* **Activity**
Each line of the data must be copied exactly.

-.-.-

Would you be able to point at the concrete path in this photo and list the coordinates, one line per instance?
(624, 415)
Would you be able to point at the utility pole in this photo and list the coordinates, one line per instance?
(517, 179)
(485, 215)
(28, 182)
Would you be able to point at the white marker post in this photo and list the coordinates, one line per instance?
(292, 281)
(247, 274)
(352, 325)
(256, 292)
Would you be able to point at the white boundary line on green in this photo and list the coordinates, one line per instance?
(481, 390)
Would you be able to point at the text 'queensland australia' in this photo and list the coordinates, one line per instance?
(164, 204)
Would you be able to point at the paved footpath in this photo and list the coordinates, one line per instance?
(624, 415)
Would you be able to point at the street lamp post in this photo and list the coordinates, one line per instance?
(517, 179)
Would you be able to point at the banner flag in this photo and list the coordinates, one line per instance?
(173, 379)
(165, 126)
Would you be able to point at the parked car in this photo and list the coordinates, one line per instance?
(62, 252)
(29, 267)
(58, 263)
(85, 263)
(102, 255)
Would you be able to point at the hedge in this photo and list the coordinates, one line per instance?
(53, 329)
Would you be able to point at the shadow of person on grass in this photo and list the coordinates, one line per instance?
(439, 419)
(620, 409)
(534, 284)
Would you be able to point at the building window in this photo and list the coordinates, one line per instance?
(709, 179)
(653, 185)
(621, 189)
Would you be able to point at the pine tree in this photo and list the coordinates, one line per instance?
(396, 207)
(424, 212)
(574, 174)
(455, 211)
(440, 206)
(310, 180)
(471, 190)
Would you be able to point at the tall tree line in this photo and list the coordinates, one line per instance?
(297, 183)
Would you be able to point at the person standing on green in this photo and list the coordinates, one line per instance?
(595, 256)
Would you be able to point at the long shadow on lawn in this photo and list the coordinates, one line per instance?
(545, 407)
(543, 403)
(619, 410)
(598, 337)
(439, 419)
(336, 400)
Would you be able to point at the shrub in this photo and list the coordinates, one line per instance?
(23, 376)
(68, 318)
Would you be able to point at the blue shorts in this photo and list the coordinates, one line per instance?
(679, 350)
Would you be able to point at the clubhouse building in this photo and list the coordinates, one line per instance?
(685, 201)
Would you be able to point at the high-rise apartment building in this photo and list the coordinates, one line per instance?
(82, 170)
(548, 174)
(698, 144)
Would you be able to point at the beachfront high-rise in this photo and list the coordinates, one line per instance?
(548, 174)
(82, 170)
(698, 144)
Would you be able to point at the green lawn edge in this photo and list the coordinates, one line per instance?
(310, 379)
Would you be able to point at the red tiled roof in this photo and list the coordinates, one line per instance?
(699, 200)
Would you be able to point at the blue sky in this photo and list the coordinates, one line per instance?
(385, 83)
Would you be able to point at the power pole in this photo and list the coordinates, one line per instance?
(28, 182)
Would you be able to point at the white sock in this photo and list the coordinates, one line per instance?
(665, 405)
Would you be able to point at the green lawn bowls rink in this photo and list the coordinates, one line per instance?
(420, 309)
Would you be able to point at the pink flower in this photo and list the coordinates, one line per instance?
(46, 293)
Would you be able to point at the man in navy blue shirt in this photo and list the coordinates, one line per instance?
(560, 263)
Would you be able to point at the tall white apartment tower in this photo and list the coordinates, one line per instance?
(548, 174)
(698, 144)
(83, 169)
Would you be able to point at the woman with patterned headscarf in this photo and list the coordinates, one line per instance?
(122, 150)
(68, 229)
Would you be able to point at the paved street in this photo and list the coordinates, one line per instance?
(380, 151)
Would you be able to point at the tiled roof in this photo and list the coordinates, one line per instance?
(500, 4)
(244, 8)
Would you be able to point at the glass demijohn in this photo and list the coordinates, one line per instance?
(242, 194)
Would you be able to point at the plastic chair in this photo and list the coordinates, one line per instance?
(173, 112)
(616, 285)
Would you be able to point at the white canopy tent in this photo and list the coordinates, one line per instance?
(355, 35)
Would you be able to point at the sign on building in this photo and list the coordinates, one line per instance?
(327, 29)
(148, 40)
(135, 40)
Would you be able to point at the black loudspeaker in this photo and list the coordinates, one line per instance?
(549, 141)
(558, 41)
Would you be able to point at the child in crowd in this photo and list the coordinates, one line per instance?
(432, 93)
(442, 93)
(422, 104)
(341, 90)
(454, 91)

-.-.-

* **Finished task**
Would you be able to point at the concrete path in this photo and list the coordinates, one line per instance?
(624, 415)
Would you be able to point at the utility pole in this photo and list the coordinates, one line per instance?
(517, 179)
(485, 215)
(28, 182)
Would you be able to point at the white marker post in this photo and list the coordinates, one line per instance?
(292, 281)
(247, 274)
(352, 325)
(256, 292)
Would you be able to point at the white boundary line on green in this photo and list the coordinates, one line per instance?
(481, 390)
Would you be able to point at the text 'queensland australia' in this photo and list the coordinates, one line per instance?
(164, 204)
Would you be able to point at the paved footpath in this photo and list the coordinates, one line per instance?
(624, 415)
Would you be able to point at the street lamp post in this photo and list the coordinates, one line per instance?
(517, 179)
Would you be able to point at the banner flag in this photo and list the coordinates, one line per instance?
(173, 379)
(165, 126)
Would you be able to point at the parked car in this photo and list the coordinates, one line per instance?
(62, 252)
(29, 267)
(58, 263)
(85, 263)
(102, 255)
Would you be able to point at the hedge in this photo and list the coordinates, one line per instance?
(53, 329)
Would you be able to point at the shadow of person on grass in this photo and list the coordinates, one line per instance?
(439, 419)
(620, 409)
(534, 284)
Would you be able to point at the building window in this photo and list the coordinates, one line per instance?
(709, 179)
(653, 185)
(621, 189)
Would you be able to point at the pine tree in this photo and list the coordinates, one line per instance?
(396, 207)
(424, 212)
(574, 174)
(455, 211)
(440, 206)
(310, 180)
(471, 190)
Would you be able to point at the tall tree line in this photo and list the coordinates, one line per instance?
(297, 183)
Would you be able to point at the person standing on green in this photo and list the coordinates, one line per instance?
(595, 256)
Would you be able to point at the long shadow on lawn in this photo and list the coordinates, one line per instance?
(545, 407)
(543, 403)
(619, 410)
(598, 337)
(439, 419)
(336, 400)
Would you be able to point at the shrub in this photo and list the coordinates, one line per instance?
(23, 376)
(68, 318)
Would you be able to point at the blue shorts in this photo and list the coordinates, one line per instance?
(679, 350)
Would you be able to point at the clubhouse building in this photo and list the coordinates, one line per instance?
(685, 201)
Would you be able to point at the high-rise apartment building in this photo and list the coordinates, one line per instance?
(82, 170)
(548, 174)
(698, 144)
Would you be able to point at the beachfront high-rise in this photo and list the coordinates, one line per instance?
(548, 174)
(82, 170)
(698, 144)
Would you be able to point at the green lawn edge in this photo and list the coordinates, one line per instance?
(310, 379)
Would you be able to point at the red tiled roof in this photo and list the coordinates, one line per instance?
(699, 200)
Would you be able to point at the blue sky in this photo and list the coordinates, one line per instance?
(385, 83)
Would you be able to point at the power pole in this photo and list the coordinates, one line per instance?
(28, 182)
Would you be able to point at the white sock in this photo and list the coordinates, one line per instance?
(665, 405)
Would you be able to point at the green lawn bowls rink in this photo and list the coordinates, one line per instance?
(420, 309)
Would you be able to point at the pink flower in this photo and list the coordinates, one line per instance?
(46, 293)
Would you be able to point at the man in navy blue shirt in this photo and list the coordinates, one line per instance?
(560, 263)
Would you be able to point at the tall white apartment tower in this photo and list the coordinates, one line per instance?
(548, 174)
(698, 144)
(83, 169)
Would you be able to point at the woman with patterned headscarf in this photo and list the coordinates, one line per instance?
(122, 150)
(68, 229)
Would you be able to point at the paved street in this photo and list the coordinates, one line per instance?
(380, 151)
Would you be able to point at the tiled roof in this photo and list the coordinates, one line per instance?
(500, 4)
(244, 8)
Would you be able to point at the glass demijohn in this photo and list the coordinates, one line per instance?
(242, 194)
Would you be able to point at the plastic chair in this photo and list the coordinates, one line per instance?
(173, 112)
(616, 285)
Would you be able to point at the white canopy tent in this photo and list the coordinates, one line per instance?
(355, 35)
Would you be able to point at the sign on building in this photo and list the coordinates, one line per instance?
(327, 29)
(148, 40)
(135, 40)
Would you be able to point at the black loudspeaker in this photo and list the coordinates, one line per instance?
(549, 141)
(558, 41)
Would you be able to point at the child in crowd in this photo and list the coordinates, one line per instance?
(432, 93)
(442, 93)
(422, 104)
(341, 90)
(454, 91)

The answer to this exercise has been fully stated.